• [分析用テキスト]
● ● ● ● ●

硬膜動静脈瘻(こうまくどうじょうみゃくろう)とは?

硬膜動脈(心臓から脳や脊髄をつつむ膜に血液を送る血管)の血液が直接一つまたは多数の正常では開いていない穴(シャント、瘻)を通って直接静脈(脳や脊髄から心臓に血液を返す血管)に流れ込む病気です。

症状

圧の高い動脈血が直接静脈に流れ込むので、静脈内の圧が高くなり、脳脊髄の血液の流れがわるくなり、発生する場所により、頭痛、耳鳴、目の充血、目が飛び出す、視力が落ちる(失明する場合もある)、けいれんなど様々な症状を起こします。脳出血を起こし重篤な後遺症を残す場合もあります。

診断・検査

主にCT、MRI、血管撮影で診断します。的確な治療方法を選択し、行うためには、高精度の血管撮影機器が必須です。

治療

治療法には2種類あります。

  1. 手術
  2. 血管内手術(カテーテルで行う治療方法)

発生する場所や瘻、関連する動静脈の状態から判断し、手術または血管内手術またはその両方で治療を行います。近年は、血管内手術の機器、技術の進歩により、大半の硬膜動静脈瘻は血管内手術で治癒できるようになりました。

症例1

海綿静脈洞とよばれる部分に出来た硬膜動静脈瘻の血管内手術例を呈示します。

9_1-1 写真1.

 

左目が充血し、目が少し突出してきたため、病院を受診した。

9_1-2 写真2.

 

血管撮影。動脈(赤矢印)と静脈(青矢印)が同時に写っている。
通常、動脈と静脈が同時に写る事は無い。
この静脈は目に逆流しているため、目が充血したり、目が飛び出してくる。
急速に視力が落ち失明する場合もある。

9_1-3 写真3.

 

3次元血管撮影(3D-DSA)
動脈(赤矢印)から静脈へ開いた穴(シャント;緑の点線)を通って、目の静脈(青矢印)に血液が直接流れ込んでいるのがわかる。

9_1-4 写真4.

 

3次元血管撮影(3D-DSA)

● ● ● ● ●

• [学習資料]
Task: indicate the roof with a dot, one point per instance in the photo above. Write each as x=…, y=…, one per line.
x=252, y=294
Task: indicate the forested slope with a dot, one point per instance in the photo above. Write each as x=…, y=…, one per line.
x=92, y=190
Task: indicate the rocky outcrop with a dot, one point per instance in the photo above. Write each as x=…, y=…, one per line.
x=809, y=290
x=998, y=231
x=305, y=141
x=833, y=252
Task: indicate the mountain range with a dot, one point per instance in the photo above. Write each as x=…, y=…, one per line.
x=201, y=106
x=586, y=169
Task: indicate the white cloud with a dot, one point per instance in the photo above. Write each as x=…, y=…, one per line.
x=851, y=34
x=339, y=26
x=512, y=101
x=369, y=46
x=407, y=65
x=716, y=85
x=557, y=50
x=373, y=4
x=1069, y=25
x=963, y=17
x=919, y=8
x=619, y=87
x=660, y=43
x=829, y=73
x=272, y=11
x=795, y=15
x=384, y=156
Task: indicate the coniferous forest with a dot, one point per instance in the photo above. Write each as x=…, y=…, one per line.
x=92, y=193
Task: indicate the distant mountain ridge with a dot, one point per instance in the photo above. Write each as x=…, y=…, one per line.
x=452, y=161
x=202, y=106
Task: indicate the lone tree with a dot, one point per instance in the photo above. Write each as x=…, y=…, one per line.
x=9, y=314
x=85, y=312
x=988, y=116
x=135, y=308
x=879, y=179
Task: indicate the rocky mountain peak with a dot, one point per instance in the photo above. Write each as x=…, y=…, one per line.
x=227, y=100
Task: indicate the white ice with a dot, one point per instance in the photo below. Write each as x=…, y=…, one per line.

● ● ● ● ●

• [作業依頼 A] 分析用テキストのうち「硬膜動脈(心臓から脳や脊髄を」から「度の血管撮影機器が必須です。」までの部分を、一字も変えずに出力せよ。
• [作業依頼 B] 分析用テキストによると、近年、大半の硬膜動静脈瘻はどの治療法で治癒できるようになったか。

• [解答欄 A]
硬膜動脈(心臓から脳や脊髄をつつむ膜に血液を送る血管)の血液が直接一つまたは多数の正常では開いていない穴(シャント、瘻)を通って直接静脈(脳や脊髄から心臓に血液を返す血管)に流れ込む病気です。

症状

圧の高い動脈血が直接静脈に流れ込むので、静脈内の圧が高くなり、脳脊髄の血液の流れがわるくなり、発生する場所により、頭痛、耳鳴、目の充血、目が飛び出す、視力が落ちる(失明する場合もある)、けいれんなど様々な症状を起こします。脳出血を起こし重篤な後遺症を残す場合もあります。

診断・検査

主にCT、MRI、血管撮影で診断します。的確な治療方法を選択し、行うためには、高精度の血管撮影機器が必須です。

• [解答欄 B] 血管内手術で治癒できるようになった。